» What the task requires
Please report each line of the data below that contains the string "billboard", copying every such line in full.

Raw data:
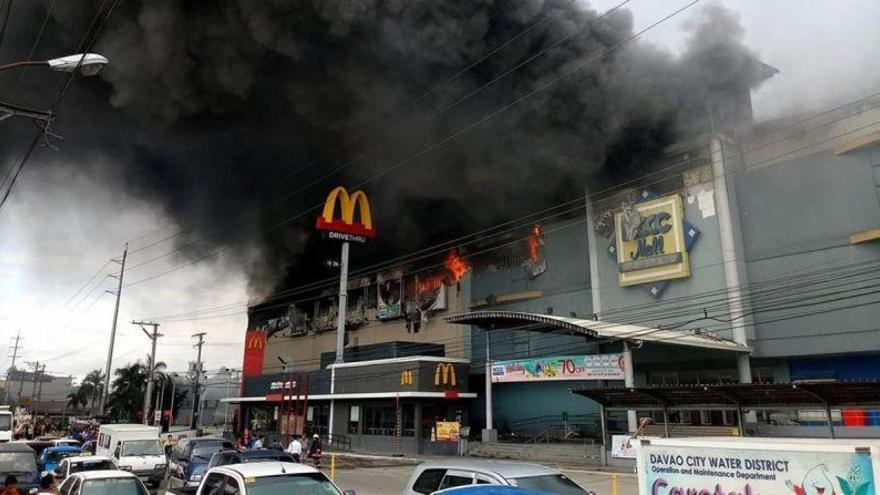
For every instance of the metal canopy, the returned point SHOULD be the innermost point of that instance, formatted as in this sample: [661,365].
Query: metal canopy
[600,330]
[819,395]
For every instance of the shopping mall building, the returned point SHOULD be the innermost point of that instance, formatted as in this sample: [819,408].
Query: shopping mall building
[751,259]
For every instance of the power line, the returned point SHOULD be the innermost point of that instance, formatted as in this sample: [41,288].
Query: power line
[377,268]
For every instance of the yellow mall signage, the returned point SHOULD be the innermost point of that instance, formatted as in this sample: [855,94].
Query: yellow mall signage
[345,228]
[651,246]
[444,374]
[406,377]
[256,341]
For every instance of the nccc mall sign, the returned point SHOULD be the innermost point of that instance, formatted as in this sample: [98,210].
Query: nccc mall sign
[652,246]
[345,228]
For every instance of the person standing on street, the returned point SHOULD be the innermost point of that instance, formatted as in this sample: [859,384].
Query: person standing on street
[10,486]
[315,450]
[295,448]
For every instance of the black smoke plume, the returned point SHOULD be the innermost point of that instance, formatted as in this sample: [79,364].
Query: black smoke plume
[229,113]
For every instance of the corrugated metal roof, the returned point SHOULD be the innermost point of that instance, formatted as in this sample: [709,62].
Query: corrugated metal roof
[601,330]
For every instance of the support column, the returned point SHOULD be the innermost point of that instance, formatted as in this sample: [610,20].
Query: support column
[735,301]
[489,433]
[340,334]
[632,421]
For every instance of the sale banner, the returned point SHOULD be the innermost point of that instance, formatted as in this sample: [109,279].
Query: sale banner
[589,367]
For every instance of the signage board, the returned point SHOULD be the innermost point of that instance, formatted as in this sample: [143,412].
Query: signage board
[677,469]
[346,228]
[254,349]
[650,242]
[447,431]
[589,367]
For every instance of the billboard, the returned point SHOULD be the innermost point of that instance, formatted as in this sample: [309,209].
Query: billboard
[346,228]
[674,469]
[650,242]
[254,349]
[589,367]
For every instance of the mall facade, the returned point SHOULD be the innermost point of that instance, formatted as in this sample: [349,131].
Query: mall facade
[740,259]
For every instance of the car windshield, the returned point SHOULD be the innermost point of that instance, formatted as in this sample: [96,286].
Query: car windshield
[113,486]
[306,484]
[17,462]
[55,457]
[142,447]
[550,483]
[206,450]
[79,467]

--

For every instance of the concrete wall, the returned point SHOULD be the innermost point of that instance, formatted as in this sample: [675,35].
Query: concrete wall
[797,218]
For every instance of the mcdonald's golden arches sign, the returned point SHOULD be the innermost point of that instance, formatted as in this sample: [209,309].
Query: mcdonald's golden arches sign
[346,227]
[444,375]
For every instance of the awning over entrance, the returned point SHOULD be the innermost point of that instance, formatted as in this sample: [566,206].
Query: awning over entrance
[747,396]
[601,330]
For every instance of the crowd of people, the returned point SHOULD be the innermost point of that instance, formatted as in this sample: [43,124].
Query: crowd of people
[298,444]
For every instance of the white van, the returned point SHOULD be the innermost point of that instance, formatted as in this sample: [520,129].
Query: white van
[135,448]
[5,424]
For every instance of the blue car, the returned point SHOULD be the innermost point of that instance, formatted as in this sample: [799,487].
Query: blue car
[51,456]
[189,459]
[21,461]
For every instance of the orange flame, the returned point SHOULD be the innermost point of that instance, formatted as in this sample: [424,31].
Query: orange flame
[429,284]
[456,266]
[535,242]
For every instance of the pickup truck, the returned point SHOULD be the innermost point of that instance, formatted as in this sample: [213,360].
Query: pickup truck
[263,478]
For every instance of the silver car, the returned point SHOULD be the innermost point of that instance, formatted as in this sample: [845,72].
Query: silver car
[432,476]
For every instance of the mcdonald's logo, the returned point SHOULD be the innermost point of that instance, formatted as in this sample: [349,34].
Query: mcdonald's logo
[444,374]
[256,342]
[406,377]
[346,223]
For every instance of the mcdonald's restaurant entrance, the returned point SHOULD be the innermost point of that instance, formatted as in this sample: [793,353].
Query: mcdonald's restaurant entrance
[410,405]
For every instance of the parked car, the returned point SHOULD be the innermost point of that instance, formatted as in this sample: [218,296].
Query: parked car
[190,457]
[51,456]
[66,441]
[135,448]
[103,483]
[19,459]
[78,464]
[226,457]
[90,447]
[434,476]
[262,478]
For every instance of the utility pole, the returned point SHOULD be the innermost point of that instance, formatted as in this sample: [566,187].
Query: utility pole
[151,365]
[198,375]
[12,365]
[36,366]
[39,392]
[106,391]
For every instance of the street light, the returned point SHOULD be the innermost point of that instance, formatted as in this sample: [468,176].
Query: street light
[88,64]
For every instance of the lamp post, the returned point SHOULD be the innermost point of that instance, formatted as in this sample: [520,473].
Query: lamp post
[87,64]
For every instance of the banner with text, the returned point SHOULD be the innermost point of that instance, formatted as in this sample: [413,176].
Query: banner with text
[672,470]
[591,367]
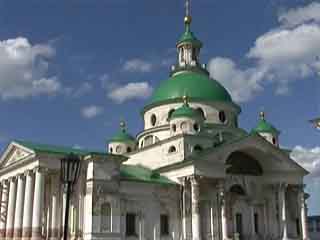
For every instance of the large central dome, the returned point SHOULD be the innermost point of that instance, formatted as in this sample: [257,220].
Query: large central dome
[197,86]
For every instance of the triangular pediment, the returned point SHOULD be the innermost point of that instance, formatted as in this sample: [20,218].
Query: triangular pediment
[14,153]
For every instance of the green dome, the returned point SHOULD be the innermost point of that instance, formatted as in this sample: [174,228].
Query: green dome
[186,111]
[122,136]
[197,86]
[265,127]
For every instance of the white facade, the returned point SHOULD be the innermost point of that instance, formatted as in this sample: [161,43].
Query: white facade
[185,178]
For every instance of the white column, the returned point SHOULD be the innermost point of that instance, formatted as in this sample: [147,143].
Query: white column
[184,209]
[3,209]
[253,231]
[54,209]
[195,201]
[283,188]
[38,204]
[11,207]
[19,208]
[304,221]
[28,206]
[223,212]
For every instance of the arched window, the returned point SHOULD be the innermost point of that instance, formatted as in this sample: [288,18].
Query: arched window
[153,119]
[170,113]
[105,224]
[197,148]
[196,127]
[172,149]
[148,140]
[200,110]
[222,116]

...

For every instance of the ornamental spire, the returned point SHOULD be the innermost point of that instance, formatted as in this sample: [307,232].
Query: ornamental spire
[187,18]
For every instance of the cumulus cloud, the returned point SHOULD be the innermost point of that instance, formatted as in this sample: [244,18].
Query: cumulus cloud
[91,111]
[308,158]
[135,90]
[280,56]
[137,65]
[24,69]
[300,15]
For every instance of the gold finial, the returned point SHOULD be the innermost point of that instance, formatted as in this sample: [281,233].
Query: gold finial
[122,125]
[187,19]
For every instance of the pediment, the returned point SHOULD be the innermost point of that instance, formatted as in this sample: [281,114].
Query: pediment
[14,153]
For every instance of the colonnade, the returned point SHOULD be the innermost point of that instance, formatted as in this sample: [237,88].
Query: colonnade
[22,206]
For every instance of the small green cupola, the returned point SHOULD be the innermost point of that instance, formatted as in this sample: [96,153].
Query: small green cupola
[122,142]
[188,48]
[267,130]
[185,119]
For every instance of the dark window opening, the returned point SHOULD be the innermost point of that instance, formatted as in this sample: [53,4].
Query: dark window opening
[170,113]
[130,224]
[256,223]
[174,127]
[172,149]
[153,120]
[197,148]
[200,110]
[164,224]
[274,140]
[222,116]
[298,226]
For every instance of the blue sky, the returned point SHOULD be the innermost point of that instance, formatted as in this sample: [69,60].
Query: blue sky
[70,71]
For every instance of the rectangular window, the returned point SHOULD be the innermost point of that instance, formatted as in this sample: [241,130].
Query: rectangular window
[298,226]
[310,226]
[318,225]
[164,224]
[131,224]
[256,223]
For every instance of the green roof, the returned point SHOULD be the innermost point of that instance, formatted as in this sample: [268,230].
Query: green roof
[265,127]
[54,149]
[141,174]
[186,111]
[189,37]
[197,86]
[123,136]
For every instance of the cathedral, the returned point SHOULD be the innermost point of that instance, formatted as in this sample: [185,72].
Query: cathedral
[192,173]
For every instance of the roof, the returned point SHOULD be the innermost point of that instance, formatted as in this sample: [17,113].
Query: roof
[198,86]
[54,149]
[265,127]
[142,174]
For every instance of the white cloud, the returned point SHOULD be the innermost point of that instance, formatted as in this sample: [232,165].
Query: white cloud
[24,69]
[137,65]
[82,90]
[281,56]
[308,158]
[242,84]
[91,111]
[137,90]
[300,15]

» Written solution
For every instance of the billboard, the returned point SHOULD be the innermost point of that instance, formatted as in this sample: [309,209].
Query: billboard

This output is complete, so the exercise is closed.